Selected passage:
Being a feminist right now feels foolish and pointless. It is not what we would want for our daughters, writes Alison O’Connor
t’s difficult to escape the conclusion that parenting advice to today’s daughters should be to curb your ambition, carry a can of pepper spray in your handbag, and learn early on how to turn a deaf ear.
There is a real worry that to continue to raise our girls to believe in feminist ideals — the belief that men and women are equal and should be treated as such — is a fool’s errand and will not serve them well in life.
In the 10 days or so since the election of Donald Trump as the US president, the shock has gotten less acute.
But it has mutated into a horrible dread about what Trump in the White House will mean for the world over the next four years.
If his part of the campaign was utterly devoid of common decency, it’s impossible to see that quality being introduced as part of his presidency.
For women, there is a very legitimate need to feel afraid, to be on guard, not to be seen to overreach.
Just two weeks ago, I would have said I believed feminism would ultimately only succeed when the movement managed to enlist more men as advocates working on behalf of women, persuading other men, from the inside, that this was a cause worth supporting.
But now that sort of naive thinking seems better applied to the la la land I apparently lived in prior to that US election where more than 60m people voted for Donald Trump and that included just more than half of white female voters.
It is that female vote which truly defies belief, and induces such distress.
As US comedian Samantha Bee described it, a majority of white women, faced with the historic choice between the first female president and “a vial of weaponized testosterone” said “I’ll take option B. I just don’t like her”.
There are some small consolations, such as that one female group strongly supported Clinton, and that was young women. She won women 18- to 29-year-old 63% to 31%. She did address these young women in her concession speech.

Set problem A: In the records below, take every line from the one containing "find the bare" through the one containing "[240, 51, 310, 57]", both included, and write them as a JSON list of strings with one string per line. Leave out any blank lines.

Data shown:
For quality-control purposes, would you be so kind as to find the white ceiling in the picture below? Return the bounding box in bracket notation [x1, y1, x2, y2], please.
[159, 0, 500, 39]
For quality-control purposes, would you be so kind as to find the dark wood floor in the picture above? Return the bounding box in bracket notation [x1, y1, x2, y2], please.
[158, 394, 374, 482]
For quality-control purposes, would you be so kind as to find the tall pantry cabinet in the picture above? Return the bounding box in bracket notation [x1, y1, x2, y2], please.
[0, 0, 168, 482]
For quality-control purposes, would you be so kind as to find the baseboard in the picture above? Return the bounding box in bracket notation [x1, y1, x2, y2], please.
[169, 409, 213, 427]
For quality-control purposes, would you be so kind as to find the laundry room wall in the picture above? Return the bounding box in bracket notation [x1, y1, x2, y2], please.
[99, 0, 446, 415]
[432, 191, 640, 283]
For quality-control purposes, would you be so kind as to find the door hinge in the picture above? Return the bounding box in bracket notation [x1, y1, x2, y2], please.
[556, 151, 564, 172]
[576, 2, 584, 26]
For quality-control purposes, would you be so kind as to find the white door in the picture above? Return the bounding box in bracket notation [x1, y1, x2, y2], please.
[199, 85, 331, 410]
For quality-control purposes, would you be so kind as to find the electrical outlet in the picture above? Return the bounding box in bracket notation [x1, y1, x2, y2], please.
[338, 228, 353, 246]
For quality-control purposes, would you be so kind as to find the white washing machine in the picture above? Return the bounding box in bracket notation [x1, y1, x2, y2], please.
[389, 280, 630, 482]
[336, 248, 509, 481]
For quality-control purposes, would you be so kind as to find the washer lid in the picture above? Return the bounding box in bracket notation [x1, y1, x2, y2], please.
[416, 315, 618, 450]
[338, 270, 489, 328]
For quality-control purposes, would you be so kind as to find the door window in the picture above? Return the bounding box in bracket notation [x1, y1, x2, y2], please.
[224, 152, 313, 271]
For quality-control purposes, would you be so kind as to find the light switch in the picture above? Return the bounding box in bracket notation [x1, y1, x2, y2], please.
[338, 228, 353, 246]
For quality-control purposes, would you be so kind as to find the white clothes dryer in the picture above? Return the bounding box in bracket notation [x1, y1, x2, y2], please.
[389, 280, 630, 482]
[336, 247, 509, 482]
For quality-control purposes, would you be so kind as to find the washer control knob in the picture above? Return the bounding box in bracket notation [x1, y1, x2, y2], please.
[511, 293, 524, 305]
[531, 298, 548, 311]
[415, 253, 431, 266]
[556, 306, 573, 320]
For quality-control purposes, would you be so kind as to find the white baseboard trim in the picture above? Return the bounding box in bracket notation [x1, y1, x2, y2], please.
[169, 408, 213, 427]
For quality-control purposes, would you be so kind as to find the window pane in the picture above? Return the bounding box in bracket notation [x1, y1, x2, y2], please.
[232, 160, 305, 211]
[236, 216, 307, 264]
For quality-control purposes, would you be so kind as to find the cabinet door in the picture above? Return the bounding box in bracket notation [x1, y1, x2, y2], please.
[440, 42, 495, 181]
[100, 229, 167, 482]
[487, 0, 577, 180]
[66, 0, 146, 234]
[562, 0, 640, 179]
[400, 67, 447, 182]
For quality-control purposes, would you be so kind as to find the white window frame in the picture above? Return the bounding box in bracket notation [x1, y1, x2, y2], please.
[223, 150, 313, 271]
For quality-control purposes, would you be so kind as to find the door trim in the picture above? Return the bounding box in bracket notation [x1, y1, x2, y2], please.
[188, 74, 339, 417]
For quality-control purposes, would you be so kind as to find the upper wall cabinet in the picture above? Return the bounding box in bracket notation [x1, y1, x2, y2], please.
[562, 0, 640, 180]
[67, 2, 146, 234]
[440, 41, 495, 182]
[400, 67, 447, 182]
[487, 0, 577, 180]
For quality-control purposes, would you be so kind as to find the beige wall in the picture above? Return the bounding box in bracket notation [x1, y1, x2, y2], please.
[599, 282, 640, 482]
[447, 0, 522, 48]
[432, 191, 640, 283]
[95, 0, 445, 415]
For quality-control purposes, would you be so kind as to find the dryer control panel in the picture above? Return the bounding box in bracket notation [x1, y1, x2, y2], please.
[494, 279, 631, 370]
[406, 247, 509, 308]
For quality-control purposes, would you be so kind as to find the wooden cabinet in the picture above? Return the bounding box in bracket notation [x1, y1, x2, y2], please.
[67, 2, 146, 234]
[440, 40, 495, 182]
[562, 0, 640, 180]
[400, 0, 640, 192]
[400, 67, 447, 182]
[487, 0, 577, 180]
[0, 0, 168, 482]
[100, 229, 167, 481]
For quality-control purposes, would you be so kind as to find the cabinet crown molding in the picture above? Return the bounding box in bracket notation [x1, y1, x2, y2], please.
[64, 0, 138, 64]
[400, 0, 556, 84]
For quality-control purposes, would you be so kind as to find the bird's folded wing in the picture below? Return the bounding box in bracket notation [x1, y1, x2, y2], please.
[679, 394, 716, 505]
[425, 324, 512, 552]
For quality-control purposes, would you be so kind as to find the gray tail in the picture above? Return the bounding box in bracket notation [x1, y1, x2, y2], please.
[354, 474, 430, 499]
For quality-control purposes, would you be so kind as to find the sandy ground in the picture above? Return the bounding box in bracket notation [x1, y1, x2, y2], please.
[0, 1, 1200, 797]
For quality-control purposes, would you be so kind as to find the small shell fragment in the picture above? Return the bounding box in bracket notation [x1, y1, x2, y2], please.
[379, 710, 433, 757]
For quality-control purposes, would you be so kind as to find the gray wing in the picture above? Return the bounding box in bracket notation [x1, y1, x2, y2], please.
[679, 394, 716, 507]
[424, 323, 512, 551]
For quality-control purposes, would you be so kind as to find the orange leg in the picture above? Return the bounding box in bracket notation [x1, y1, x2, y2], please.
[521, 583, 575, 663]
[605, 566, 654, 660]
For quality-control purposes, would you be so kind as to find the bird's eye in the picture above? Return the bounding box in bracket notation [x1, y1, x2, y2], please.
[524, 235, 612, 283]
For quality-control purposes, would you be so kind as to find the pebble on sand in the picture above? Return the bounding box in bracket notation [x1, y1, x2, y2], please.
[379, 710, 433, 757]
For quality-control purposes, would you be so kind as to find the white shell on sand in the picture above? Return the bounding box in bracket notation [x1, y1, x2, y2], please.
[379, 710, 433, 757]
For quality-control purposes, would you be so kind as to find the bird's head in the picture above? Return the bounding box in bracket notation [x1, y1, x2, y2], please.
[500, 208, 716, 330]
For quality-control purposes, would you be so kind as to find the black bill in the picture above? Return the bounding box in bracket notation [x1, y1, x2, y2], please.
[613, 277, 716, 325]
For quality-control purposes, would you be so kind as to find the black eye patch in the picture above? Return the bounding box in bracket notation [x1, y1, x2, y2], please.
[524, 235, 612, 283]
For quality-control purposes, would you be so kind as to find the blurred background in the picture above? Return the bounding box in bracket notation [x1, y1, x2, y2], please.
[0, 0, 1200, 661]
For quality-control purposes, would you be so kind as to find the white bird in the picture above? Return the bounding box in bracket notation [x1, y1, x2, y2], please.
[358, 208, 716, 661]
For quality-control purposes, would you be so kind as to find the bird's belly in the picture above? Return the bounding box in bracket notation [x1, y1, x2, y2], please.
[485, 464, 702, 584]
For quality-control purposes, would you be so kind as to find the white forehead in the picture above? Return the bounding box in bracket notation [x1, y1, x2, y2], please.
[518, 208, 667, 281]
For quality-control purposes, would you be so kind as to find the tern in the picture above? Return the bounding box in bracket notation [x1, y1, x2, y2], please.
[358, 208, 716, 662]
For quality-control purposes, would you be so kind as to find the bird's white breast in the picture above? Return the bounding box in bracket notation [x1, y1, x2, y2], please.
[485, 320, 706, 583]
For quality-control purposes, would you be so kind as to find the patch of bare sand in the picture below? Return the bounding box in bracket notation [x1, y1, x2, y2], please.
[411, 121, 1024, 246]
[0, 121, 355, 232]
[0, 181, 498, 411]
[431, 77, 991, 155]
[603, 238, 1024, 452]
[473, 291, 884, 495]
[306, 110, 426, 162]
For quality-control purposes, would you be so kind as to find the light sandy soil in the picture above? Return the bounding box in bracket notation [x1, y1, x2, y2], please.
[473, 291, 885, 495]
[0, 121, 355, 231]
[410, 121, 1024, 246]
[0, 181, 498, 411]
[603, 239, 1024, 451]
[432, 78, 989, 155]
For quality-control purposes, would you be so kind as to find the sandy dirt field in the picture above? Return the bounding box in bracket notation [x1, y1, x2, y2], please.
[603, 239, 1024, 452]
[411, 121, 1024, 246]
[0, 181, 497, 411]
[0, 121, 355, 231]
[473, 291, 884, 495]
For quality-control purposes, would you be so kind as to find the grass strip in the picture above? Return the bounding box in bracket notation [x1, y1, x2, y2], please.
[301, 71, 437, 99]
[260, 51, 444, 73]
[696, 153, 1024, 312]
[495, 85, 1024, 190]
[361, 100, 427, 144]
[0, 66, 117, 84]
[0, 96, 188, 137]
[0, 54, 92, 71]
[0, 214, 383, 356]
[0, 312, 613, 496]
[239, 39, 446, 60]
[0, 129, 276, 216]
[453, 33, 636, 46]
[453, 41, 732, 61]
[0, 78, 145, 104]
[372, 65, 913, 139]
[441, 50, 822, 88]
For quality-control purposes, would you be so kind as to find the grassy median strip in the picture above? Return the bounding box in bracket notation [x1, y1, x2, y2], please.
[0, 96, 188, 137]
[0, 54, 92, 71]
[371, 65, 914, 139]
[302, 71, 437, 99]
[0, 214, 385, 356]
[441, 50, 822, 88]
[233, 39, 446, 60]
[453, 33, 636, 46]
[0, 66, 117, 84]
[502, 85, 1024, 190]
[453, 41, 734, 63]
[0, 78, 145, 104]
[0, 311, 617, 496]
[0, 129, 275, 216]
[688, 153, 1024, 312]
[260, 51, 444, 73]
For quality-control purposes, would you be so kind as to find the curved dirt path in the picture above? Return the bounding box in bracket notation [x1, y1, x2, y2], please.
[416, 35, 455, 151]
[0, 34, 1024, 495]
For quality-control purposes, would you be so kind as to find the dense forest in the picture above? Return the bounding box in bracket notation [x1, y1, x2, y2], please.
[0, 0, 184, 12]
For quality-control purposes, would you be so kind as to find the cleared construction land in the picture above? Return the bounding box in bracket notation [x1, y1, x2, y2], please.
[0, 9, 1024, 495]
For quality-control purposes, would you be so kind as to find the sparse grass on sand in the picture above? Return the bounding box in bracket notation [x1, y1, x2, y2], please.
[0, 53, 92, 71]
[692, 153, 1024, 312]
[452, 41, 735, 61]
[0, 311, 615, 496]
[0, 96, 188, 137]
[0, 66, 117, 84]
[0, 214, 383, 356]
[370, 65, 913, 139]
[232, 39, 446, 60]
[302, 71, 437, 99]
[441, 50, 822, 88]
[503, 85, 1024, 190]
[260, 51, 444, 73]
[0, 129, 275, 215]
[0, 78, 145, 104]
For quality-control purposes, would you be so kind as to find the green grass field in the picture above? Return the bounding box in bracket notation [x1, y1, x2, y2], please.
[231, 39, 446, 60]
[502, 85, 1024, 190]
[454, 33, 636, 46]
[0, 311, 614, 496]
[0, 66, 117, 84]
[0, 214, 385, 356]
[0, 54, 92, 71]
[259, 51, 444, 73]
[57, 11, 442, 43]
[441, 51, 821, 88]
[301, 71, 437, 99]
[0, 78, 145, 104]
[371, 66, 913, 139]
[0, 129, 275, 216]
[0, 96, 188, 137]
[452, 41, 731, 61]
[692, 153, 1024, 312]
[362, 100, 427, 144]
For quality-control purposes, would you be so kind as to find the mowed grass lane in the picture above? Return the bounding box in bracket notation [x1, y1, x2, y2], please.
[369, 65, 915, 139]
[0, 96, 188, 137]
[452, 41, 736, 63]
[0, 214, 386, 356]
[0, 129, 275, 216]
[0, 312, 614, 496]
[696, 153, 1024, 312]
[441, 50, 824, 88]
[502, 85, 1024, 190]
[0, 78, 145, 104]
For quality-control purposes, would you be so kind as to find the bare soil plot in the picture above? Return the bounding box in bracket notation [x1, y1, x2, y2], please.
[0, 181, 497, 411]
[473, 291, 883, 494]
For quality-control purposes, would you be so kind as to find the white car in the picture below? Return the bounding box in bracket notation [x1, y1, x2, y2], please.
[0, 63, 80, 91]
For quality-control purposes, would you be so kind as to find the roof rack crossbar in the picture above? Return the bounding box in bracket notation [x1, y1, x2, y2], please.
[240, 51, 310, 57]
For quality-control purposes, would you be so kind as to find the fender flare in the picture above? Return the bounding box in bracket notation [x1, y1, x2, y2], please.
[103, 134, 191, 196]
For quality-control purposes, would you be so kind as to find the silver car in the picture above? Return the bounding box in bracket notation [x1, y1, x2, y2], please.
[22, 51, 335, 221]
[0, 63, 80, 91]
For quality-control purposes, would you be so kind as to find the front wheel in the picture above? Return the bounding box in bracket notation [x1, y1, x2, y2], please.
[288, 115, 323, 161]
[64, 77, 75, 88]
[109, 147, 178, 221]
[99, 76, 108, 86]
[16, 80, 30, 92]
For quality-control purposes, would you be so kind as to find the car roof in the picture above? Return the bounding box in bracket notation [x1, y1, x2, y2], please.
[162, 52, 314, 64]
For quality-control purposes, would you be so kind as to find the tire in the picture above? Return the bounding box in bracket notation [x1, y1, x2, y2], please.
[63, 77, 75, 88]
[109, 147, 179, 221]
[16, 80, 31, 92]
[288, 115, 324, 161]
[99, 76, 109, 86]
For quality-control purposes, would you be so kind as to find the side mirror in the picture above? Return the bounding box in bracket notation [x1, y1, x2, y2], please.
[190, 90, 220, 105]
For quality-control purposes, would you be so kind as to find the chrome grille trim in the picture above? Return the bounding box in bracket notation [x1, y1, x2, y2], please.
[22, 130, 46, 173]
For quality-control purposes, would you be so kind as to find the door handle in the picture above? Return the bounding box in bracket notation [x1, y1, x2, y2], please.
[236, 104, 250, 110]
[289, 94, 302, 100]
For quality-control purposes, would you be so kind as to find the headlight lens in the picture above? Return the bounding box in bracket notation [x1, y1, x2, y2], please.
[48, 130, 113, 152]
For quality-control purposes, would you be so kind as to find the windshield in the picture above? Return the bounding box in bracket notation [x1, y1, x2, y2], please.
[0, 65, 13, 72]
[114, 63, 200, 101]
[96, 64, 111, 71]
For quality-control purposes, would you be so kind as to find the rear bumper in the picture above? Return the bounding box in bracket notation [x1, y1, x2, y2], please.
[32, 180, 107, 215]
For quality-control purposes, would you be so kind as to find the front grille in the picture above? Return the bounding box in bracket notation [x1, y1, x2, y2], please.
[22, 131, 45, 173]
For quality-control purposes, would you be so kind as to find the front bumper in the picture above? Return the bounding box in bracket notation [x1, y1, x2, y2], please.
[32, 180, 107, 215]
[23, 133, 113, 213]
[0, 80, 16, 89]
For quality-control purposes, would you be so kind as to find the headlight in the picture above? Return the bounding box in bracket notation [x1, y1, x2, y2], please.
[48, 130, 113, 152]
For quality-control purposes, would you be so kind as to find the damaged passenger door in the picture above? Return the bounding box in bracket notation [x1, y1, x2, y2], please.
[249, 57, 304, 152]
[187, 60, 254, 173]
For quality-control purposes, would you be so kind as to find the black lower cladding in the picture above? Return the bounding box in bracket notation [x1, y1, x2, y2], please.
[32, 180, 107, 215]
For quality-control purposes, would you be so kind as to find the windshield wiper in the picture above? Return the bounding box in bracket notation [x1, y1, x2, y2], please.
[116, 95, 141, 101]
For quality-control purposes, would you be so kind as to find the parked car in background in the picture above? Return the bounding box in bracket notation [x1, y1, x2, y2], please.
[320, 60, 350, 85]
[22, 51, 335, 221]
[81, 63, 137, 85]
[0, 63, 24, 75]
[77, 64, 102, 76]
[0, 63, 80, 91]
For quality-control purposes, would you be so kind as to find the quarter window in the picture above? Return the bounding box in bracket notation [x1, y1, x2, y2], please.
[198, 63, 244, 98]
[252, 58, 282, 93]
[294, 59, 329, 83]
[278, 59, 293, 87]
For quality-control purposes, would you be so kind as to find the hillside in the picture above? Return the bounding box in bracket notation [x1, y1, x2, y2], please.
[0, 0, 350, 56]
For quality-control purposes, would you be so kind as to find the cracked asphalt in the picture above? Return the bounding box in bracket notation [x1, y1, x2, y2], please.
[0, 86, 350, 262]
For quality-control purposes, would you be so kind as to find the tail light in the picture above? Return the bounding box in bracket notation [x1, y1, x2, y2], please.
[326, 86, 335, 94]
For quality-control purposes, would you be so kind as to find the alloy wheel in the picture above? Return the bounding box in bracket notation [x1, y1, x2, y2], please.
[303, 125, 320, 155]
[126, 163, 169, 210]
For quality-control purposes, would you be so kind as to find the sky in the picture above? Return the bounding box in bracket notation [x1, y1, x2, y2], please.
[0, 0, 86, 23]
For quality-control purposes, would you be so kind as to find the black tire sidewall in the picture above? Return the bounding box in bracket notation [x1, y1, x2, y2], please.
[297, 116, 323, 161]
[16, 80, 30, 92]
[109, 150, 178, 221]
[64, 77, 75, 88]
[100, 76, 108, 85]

Set problem B: Keep writing the opinion piece about raising daughters as feminists after Donald Trump's election, starting right after its last sentence.

Right answer A:
[
  "For quality-control purposes, would you be so kind as to find the bare soil plot in the picture above? Return the bounding box in bracket notation [x1, y1, x2, y2], please.",
  "[0, 181, 497, 411]",
  "[473, 291, 883, 494]",
  "For quality-control purposes, would you be so kind as to find the white car in the picture below? Return the bounding box in bracket notation [x1, y1, x2, y2], please.",
  "[0, 63, 80, 91]",
  "For quality-control purposes, would you be so kind as to find the roof rack crossbar in the picture above? Return the bounding box in bracket notation [x1, y1, x2, y2], please.",
  "[240, 51, 310, 57]"
]

Right answer B:
“To all the women, and especially the young women, who put their faith in this campaign and in me, I want you to know that nothing has made me prouder than to be your champion,” she said.
“And to all of the little girls who are watching this, never doubt that you are valuable and powerful and deserving of every chance and opportunity in the world to pursue and achieve your own dreams.”
Really? After what Hillary herself experienced, and the stoicism which was required in order for her to stay the course of that appalling misogynistic, hate-filled campaign, it strikes me as almost irresponsible for a mother to tell her young daughter to think as big as Hillary did.
The personal price that Hillary Clinton paid for running in this campaign, full of spite and lacking all civility, is incalculable, and that would have been the case even if she had won.
It was never the case that Hillary was going to perform miracles for the feminist cause during four years in the White House, no more than Barack Obama could for black people.
But her election would have meant so much, and been such a beacon to point to for young women and girls.
In hindsight, of course she should have properly addressed the issues of her integrity, and she was too easy a target in terms of being aligned with money and with elites, not to mention being aligned with her husband Bill.
But so much of what went on was simply to do with the fact that she was female.
That femaleness of the Democrat candidate, combined with Trump’s misogyny towards all women, was whipped up into a monstrous cocktail which saw him take the big prize.
So not only did we lose the opportunity of the first female president of the US, but the feminist cause was set back immeasurably.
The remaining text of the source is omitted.